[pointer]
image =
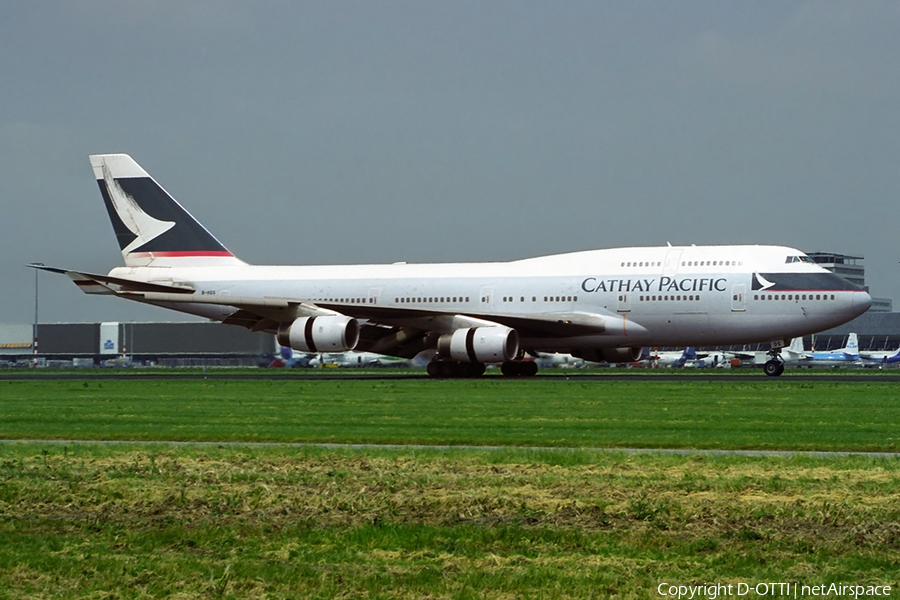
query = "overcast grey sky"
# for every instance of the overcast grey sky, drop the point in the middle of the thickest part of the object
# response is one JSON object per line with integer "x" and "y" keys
{"x": 342, "y": 132}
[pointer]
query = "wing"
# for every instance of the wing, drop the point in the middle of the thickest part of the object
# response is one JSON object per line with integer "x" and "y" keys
{"x": 393, "y": 331}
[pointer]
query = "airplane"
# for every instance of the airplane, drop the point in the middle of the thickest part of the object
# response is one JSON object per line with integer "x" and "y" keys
{"x": 598, "y": 305}
{"x": 880, "y": 358}
{"x": 847, "y": 356}
{"x": 677, "y": 359}
{"x": 358, "y": 360}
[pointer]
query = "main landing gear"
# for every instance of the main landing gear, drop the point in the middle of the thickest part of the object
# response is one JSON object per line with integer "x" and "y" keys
{"x": 775, "y": 365}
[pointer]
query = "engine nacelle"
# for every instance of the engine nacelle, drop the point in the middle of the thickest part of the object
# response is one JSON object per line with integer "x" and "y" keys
{"x": 610, "y": 355}
{"x": 330, "y": 333}
{"x": 480, "y": 344}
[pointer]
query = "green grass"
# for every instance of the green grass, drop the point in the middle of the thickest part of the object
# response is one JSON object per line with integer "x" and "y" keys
{"x": 144, "y": 520}
{"x": 722, "y": 414}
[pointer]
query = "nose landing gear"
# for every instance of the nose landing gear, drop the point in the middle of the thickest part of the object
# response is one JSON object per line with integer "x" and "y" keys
{"x": 775, "y": 365}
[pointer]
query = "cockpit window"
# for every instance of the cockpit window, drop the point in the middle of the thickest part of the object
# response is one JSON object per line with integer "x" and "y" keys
{"x": 804, "y": 258}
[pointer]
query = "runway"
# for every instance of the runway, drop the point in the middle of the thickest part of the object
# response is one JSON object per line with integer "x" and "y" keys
{"x": 308, "y": 375}
{"x": 447, "y": 447}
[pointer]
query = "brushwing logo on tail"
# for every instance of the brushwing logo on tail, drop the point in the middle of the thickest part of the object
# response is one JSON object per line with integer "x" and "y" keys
{"x": 145, "y": 227}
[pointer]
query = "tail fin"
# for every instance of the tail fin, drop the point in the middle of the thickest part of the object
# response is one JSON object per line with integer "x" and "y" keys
{"x": 152, "y": 228}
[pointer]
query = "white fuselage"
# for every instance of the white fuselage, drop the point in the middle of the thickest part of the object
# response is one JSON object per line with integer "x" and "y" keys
{"x": 659, "y": 296}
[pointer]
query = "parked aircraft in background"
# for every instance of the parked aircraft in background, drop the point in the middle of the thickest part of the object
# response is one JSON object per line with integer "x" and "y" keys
{"x": 844, "y": 357}
{"x": 872, "y": 359}
{"x": 550, "y": 360}
{"x": 677, "y": 359}
{"x": 598, "y": 305}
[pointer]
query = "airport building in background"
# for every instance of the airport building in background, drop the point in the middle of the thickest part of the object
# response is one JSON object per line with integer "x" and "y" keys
{"x": 172, "y": 344}
{"x": 851, "y": 269}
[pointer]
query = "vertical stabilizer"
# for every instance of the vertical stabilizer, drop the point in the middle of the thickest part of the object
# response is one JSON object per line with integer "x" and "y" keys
{"x": 150, "y": 225}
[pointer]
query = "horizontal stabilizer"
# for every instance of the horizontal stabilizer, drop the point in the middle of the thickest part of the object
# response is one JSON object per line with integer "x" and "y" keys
{"x": 91, "y": 283}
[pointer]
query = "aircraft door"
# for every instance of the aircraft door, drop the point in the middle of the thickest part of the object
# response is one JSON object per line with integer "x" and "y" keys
{"x": 486, "y": 297}
{"x": 739, "y": 298}
{"x": 670, "y": 267}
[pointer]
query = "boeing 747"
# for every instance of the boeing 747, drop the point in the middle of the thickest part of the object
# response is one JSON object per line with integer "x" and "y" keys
{"x": 599, "y": 305}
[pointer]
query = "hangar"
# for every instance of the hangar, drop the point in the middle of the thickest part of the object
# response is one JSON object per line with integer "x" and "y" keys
{"x": 168, "y": 344}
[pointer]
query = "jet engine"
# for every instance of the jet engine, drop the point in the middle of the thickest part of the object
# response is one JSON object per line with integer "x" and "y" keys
{"x": 611, "y": 355}
{"x": 330, "y": 333}
{"x": 480, "y": 344}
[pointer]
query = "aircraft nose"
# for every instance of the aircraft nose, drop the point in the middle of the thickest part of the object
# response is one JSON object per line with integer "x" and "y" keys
{"x": 861, "y": 302}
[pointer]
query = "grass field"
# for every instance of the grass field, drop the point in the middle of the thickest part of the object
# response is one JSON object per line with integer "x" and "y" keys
{"x": 764, "y": 414}
{"x": 153, "y": 520}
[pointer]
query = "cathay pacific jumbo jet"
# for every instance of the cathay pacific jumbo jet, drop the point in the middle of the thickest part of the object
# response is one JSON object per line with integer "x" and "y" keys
{"x": 599, "y": 305}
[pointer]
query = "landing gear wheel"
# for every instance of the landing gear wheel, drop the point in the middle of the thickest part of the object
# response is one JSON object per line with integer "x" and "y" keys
{"x": 773, "y": 368}
{"x": 775, "y": 365}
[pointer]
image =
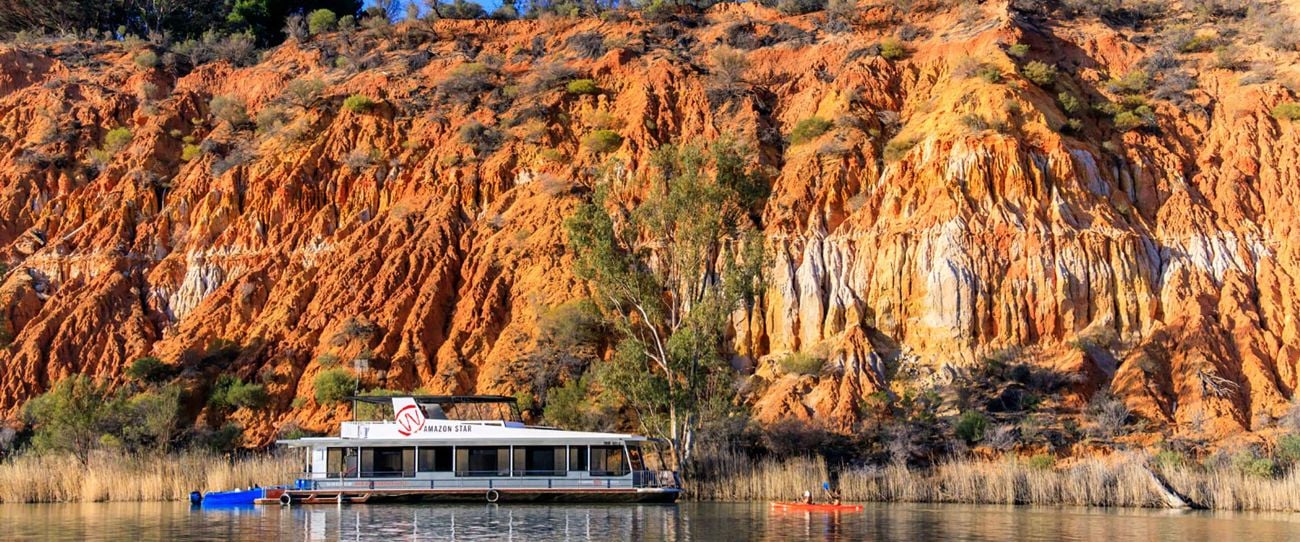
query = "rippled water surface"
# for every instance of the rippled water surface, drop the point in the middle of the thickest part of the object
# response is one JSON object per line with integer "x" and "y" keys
{"x": 685, "y": 521}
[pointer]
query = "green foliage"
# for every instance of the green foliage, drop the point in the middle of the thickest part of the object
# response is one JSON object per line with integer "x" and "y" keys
{"x": 79, "y": 415}
{"x": 358, "y": 103}
{"x": 117, "y": 139}
{"x": 1170, "y": 459}
{"x": 234, "y": 393}
{"x": 1069, "y": 103}
{"x": 971, "y": 426}
{"x": 1287, "y": 112}
{"x": 1288, "y": 449}
{"x": 801, "y": 363}
{"x": 148, "y": 369}
{"x": 303, "y": 92}
{"x": 809, "y": 129}
{"x": 892, "y": 48}
{"x": 146, "y": 60}
{"x": 1251, "y": 464}
{"x": 583, "y": 87}
{"x": 72, "y": 416}
{"x": 989, "y": 73}
{"x": 670, "y": 364}
{"x": 1041, "y": 462}
{"x": 321, "y": 21}
{"x": 229, "y": 109}
{"x": 333, "y": 385}
{"x": 1132, "y": 82}
{"x": 575, "y": 406}
{"x": 1040, "y": 73}
{"x": 602, "y": 141}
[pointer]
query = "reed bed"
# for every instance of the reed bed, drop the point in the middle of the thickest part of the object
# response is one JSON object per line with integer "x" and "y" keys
{"x": 121, "y": 477}
{"x": 1116, "y": 481}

> [Task requirements] Copy, from the material, each line that holds the string "window".

> [Result of the task]
query = "cockpit window"
# for every instance of the cockpit window, drop the point in the middle of the thickest part of the object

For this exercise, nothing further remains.